━━━━━ EXTRACTED MATERIAL

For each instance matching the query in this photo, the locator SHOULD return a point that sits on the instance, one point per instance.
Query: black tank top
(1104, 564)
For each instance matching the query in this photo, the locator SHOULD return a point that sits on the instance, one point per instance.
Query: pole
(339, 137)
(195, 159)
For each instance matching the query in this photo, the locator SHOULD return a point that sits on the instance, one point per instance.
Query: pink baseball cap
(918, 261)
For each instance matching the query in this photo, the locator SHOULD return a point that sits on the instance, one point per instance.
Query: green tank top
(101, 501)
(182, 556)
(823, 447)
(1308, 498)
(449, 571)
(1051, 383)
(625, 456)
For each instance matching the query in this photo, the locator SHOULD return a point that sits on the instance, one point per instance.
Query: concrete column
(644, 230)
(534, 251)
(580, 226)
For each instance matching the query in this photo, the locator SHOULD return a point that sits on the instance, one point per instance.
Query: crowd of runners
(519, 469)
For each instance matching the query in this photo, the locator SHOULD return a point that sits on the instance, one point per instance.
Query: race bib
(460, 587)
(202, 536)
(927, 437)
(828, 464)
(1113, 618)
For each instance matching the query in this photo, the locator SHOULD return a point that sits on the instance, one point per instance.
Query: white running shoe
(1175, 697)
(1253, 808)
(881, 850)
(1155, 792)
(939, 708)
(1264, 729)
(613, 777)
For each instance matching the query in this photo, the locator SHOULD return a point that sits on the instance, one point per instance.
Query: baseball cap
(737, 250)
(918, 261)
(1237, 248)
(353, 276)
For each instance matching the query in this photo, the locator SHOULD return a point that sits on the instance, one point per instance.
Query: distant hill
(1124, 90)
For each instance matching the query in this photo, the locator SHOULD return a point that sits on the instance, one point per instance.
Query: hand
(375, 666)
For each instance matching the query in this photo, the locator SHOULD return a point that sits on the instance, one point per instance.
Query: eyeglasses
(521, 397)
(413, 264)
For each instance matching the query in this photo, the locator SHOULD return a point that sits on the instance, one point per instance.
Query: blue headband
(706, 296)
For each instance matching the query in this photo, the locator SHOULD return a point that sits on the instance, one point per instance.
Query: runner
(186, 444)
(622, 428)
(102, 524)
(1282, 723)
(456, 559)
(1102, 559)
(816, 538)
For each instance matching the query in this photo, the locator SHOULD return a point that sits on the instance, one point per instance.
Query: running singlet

━━━━━━━━━━

**WHAT TO DO:** Take the items from their first line through the line with "(1113, 618)" and swap each "tank top" for "sleeveless shirt". Give back only those lines, with nothing else altered.

**TASK RESPONSE:**
For each instance matching the query in this photo, the locator SHOULD return a point that sits on the instance, one point per instance.
Query: black sleeveless shirt
(1104, 564)
For each instance matching the query in this photo, the locator SHOULD return a point that sits on the instance, one point per instance.
Query: pole
(339, 137)
(195, 159)
For each instance matching the query in this photo, the locator SHOULD return a point that sits on the instance, one point per instance.
Query: pink baseball cap
(918, 261)
For each instance matching the query in this photo, the locator SHOULD return a point that sits on the instance, one point per instance.
Query: green sleeveless shirt
(101, 501)
(182, 556)
(823, 447)
(1308, 498)
(449, 571)
(1051, 383)
(625, 456)
For each instance matching the query in this photo, the locator SHOULD return a point that sits on the instance, one point per instance.
Query: concrete column
(644, 230)
(534, 251)
(580, 226)
For each instance matching the query in this photo, the locator SHOULD return a point that sits on the instance, one point per instance.
Query: crowd of runners
(519, 469)
For each instance matching the query in this photo, the locator SHOULD return a point that sits on the instance, one point per instance.
Query: race bib
(460, 587)
(202, 536)
(927, 437)
(828, 464)
(1113, 618)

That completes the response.